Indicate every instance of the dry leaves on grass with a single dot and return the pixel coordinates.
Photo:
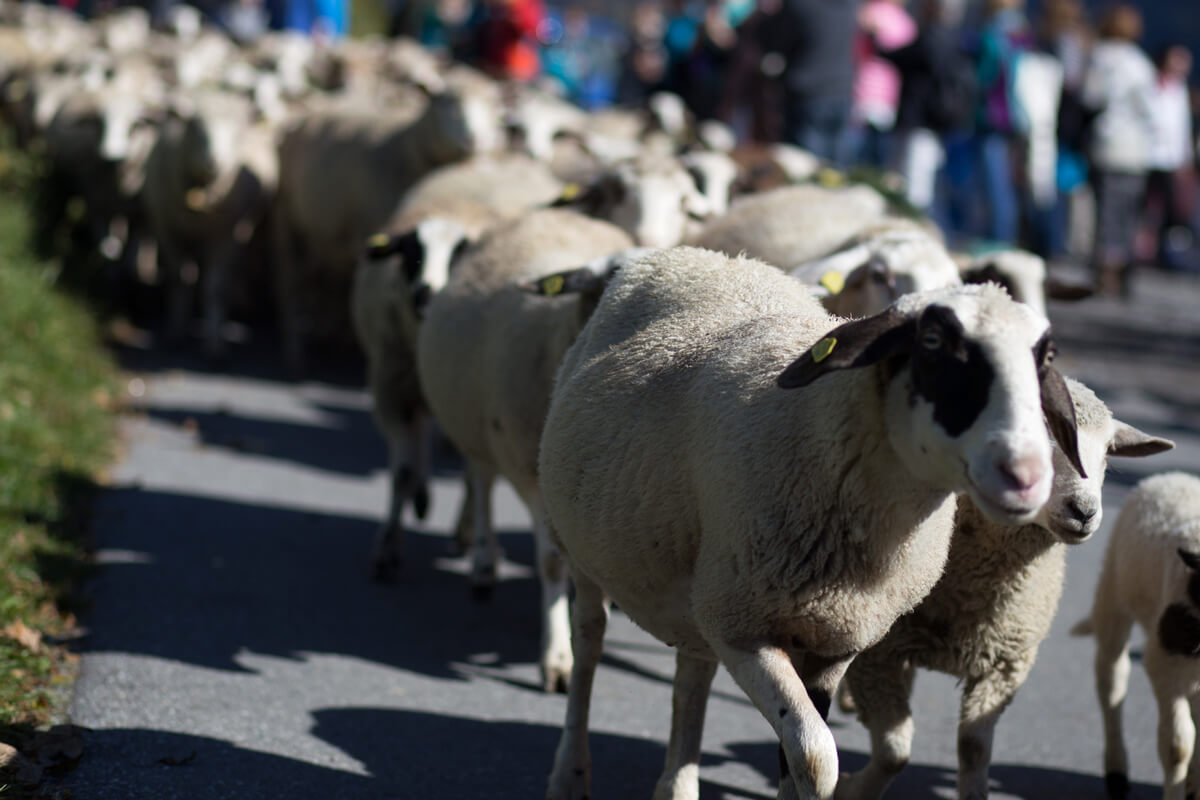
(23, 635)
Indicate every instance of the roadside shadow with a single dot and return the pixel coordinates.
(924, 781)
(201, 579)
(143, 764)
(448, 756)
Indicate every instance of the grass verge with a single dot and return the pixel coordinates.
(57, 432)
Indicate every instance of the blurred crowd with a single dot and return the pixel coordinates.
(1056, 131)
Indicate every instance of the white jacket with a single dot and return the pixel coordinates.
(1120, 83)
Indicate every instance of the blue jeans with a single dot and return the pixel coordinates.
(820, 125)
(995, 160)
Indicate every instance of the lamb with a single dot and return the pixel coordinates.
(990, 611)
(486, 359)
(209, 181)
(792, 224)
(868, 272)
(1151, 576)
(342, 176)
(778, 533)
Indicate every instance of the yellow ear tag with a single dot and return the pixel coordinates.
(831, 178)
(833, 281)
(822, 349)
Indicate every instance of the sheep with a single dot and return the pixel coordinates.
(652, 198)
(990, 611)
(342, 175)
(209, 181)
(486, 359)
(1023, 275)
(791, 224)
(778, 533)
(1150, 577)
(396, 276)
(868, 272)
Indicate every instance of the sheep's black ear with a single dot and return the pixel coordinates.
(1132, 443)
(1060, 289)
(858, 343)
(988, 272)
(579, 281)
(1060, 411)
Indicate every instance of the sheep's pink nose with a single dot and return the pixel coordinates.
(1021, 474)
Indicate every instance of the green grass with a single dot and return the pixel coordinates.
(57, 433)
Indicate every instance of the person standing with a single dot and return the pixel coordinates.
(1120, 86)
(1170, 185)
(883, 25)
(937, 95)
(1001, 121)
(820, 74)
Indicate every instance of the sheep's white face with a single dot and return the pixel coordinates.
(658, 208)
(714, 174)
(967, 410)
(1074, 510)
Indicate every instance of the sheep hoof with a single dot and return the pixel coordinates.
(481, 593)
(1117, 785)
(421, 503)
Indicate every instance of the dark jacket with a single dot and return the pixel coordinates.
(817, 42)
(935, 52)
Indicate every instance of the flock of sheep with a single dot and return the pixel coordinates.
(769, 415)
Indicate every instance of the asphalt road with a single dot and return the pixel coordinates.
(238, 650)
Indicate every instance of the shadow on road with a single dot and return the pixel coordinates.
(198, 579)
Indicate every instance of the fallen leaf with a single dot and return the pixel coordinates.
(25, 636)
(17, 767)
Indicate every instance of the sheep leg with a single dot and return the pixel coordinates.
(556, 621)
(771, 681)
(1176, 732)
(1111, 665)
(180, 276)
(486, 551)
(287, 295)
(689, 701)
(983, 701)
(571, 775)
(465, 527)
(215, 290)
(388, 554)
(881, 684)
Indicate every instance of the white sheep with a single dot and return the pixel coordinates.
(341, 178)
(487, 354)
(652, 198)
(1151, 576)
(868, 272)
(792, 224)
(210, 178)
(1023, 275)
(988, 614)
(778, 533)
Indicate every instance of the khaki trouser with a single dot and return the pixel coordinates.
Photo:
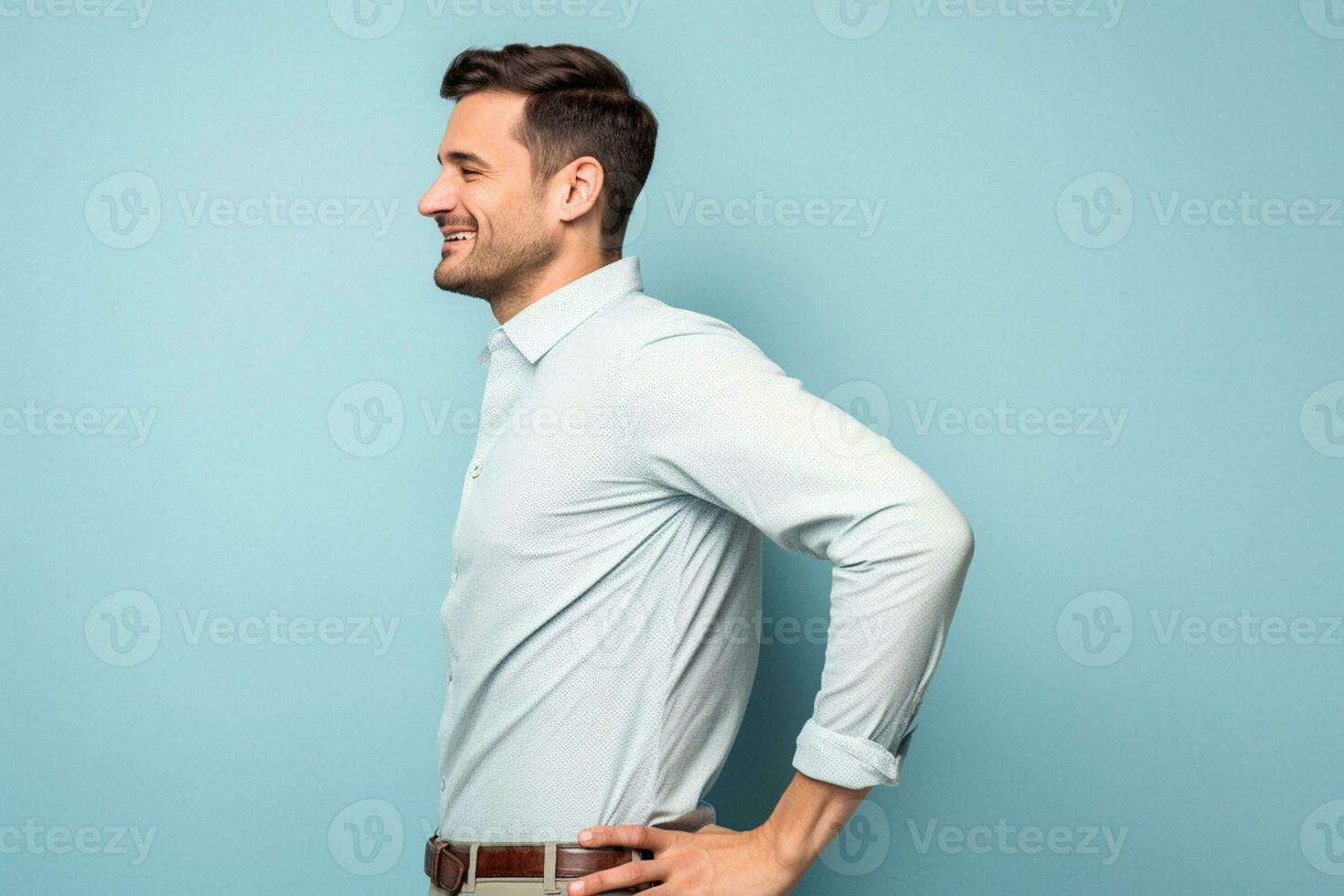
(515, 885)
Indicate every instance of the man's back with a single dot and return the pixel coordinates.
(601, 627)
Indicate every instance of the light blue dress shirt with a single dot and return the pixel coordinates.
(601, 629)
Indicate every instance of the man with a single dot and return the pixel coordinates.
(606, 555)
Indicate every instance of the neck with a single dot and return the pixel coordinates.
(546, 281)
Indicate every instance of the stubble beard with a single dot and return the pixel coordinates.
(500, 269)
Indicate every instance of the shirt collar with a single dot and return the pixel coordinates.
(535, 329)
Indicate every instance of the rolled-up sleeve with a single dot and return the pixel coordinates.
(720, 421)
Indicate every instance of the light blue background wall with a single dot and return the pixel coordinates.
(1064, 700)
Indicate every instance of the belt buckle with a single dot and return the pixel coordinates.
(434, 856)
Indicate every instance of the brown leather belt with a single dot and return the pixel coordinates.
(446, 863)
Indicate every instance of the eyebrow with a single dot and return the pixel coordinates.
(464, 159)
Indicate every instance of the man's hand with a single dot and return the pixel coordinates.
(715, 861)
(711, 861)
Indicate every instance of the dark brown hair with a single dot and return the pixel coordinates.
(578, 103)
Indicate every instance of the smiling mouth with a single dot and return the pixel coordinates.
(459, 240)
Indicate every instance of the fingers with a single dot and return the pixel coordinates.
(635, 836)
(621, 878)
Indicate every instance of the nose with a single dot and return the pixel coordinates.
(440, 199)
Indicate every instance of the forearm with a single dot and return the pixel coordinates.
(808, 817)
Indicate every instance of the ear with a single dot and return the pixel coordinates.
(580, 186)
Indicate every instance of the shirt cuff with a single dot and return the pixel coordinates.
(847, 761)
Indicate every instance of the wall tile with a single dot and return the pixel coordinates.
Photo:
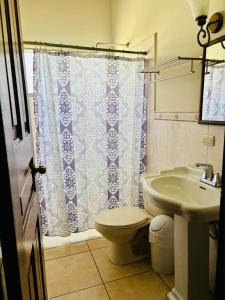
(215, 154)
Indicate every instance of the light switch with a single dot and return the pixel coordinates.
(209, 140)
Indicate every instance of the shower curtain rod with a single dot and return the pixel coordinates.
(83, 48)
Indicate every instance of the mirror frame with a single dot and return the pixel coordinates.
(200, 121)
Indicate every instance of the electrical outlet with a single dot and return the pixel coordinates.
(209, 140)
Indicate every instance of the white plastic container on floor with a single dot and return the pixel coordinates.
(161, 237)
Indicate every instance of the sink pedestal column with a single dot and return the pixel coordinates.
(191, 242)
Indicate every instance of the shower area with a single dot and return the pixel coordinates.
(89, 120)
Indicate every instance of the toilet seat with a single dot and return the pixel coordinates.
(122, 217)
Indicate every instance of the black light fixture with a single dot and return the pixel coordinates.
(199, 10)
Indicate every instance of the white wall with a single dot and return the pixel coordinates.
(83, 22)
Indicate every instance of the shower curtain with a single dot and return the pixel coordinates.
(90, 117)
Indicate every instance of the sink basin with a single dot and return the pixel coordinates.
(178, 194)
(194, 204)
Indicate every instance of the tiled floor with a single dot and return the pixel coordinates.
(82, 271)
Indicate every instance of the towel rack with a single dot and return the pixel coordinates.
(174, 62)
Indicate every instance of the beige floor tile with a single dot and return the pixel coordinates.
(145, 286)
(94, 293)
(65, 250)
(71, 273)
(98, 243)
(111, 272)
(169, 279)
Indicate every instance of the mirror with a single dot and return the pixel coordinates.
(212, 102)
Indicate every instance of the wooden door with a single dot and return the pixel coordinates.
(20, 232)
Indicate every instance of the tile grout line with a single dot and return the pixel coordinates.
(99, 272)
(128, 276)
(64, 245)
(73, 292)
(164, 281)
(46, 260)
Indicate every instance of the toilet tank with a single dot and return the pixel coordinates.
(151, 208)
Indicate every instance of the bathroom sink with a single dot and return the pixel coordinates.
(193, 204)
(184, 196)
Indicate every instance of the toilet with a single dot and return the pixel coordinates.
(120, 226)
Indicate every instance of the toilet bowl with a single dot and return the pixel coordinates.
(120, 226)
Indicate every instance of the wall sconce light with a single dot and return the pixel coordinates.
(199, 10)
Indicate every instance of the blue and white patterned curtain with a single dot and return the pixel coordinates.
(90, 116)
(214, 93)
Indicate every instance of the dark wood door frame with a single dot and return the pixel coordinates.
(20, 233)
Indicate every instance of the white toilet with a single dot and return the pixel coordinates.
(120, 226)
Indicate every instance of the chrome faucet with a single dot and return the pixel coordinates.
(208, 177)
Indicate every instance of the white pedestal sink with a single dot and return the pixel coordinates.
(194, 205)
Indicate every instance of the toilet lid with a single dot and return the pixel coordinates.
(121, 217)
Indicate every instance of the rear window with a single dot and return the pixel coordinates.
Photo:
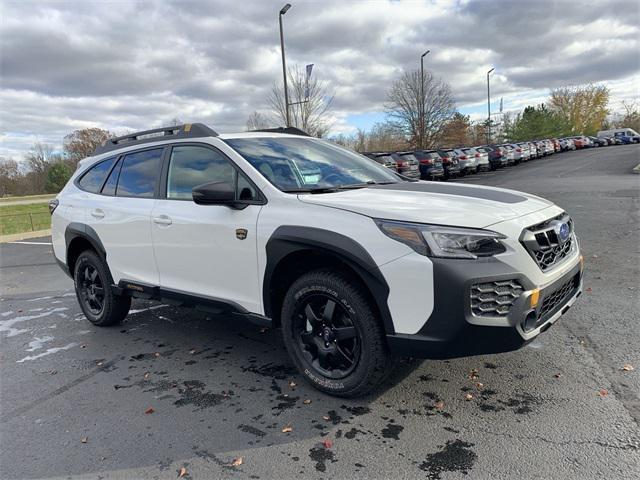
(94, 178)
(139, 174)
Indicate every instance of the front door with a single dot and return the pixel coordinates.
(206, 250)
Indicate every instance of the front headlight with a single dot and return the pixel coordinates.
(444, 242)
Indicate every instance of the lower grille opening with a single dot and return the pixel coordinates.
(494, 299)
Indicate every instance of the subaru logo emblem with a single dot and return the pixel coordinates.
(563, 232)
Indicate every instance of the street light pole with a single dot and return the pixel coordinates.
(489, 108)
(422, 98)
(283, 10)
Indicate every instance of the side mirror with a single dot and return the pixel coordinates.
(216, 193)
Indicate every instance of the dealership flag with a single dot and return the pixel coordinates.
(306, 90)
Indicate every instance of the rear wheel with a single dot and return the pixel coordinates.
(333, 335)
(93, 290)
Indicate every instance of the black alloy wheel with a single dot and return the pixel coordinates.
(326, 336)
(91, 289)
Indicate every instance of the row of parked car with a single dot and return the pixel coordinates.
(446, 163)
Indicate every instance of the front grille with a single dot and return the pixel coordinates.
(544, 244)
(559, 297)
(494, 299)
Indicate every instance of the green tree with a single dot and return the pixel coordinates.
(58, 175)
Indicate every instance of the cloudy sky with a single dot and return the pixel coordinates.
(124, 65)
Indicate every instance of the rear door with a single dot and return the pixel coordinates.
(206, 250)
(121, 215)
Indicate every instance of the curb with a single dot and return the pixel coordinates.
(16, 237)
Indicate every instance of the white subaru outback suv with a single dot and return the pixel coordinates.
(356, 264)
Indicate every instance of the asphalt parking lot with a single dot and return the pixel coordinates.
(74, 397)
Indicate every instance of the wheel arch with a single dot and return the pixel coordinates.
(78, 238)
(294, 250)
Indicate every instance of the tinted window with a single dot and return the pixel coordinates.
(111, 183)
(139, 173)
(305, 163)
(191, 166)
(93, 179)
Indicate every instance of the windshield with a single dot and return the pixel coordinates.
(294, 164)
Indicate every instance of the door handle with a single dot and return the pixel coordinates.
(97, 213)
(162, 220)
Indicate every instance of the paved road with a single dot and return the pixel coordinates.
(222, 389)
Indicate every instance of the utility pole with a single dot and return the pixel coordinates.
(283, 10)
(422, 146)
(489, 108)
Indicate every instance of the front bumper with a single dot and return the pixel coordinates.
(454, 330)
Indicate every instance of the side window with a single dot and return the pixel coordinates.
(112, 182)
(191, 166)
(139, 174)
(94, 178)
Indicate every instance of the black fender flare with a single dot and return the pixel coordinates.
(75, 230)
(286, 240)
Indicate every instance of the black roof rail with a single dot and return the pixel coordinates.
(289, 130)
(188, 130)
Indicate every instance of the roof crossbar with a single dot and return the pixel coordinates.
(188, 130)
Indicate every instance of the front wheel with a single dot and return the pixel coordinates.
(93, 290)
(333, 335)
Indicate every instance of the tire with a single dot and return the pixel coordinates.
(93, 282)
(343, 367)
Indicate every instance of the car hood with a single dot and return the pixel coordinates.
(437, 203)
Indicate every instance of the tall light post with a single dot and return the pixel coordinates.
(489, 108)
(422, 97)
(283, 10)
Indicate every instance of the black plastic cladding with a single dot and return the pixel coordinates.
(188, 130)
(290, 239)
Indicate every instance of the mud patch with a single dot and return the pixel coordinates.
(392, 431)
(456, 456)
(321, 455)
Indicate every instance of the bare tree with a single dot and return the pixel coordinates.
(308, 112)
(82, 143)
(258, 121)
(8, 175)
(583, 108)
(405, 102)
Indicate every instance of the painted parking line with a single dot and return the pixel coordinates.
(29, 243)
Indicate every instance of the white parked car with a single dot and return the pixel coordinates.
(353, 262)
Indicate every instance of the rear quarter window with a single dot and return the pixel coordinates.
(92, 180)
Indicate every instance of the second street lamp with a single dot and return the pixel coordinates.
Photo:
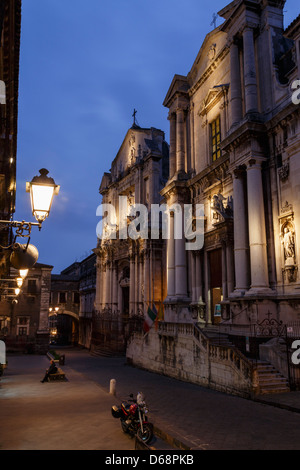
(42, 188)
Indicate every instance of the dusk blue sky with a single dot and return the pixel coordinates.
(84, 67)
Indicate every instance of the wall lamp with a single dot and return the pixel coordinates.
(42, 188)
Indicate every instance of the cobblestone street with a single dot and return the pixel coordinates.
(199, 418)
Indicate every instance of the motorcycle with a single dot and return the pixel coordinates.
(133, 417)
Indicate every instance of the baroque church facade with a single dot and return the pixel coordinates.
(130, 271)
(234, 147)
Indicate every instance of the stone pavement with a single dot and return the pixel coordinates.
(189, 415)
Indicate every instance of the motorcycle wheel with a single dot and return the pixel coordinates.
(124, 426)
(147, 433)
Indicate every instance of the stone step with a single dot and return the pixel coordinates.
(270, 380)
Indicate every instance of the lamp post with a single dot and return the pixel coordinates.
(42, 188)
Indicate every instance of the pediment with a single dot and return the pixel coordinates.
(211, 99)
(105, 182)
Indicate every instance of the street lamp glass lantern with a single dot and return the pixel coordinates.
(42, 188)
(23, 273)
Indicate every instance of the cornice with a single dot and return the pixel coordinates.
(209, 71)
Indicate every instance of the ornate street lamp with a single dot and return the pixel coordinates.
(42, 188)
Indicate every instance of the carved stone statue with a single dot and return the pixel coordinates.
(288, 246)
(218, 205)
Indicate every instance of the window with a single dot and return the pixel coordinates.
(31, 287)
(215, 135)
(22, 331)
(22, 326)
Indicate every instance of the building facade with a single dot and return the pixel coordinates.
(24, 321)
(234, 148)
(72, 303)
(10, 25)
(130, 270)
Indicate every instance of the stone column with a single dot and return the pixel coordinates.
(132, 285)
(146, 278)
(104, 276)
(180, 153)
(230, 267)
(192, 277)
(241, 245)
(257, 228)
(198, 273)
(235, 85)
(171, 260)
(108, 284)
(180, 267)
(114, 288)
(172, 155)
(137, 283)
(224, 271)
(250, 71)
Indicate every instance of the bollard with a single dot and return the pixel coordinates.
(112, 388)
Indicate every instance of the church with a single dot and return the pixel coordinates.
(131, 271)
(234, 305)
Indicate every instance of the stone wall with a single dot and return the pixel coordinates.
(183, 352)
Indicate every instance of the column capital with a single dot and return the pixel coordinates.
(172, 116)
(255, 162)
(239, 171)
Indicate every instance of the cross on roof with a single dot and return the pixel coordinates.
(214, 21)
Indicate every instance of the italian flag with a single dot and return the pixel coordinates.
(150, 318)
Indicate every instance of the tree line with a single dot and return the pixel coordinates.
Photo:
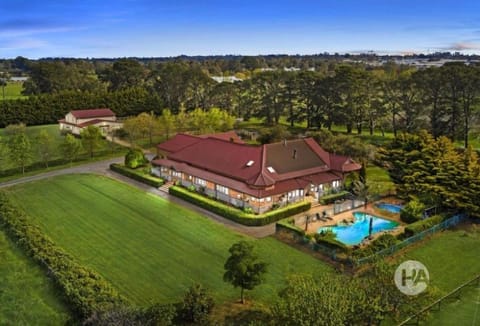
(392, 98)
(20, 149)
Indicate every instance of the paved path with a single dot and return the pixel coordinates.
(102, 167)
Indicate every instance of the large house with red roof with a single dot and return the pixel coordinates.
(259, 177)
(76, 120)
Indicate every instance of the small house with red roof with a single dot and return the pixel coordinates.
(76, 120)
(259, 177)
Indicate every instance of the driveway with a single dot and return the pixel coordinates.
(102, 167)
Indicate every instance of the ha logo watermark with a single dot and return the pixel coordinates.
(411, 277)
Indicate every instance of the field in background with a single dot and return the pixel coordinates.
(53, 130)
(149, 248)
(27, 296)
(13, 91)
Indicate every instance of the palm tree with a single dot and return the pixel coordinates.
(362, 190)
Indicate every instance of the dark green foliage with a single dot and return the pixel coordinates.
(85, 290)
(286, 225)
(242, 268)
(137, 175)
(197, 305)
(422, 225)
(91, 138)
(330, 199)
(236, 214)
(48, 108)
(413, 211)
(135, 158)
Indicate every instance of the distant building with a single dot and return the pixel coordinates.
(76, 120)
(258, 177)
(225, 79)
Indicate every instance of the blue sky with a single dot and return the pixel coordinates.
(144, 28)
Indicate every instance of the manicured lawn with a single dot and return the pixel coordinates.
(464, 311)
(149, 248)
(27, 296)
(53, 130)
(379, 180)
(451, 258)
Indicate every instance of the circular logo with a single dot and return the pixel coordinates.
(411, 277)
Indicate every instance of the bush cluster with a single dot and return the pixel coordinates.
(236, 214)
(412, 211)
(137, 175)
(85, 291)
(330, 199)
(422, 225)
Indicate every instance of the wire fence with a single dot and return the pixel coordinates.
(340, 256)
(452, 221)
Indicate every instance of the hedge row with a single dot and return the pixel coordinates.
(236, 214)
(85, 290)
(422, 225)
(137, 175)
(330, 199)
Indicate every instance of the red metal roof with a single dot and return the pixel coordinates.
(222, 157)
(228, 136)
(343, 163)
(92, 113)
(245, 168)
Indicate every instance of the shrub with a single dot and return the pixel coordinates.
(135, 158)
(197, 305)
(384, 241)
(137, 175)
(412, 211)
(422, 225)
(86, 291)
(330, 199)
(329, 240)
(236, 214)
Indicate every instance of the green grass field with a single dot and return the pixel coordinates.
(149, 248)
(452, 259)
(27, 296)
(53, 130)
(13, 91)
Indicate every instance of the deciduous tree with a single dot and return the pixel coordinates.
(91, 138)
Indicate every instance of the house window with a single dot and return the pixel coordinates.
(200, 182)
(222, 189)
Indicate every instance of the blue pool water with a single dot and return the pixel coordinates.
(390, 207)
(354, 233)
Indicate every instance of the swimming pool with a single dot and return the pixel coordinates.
|---|
Taking the line containing "Indicate every instance of the blue pool" as the first, please return it and every line after it through the end of the entries, exactly and only those.

## Reply
Indicate every instance of the blue pool water with a single dot and return the pixel coordinates.
(390, 207)
(354, 233)
Indicate every instance of the swimming pool with a single dot and return the pixel coordinates.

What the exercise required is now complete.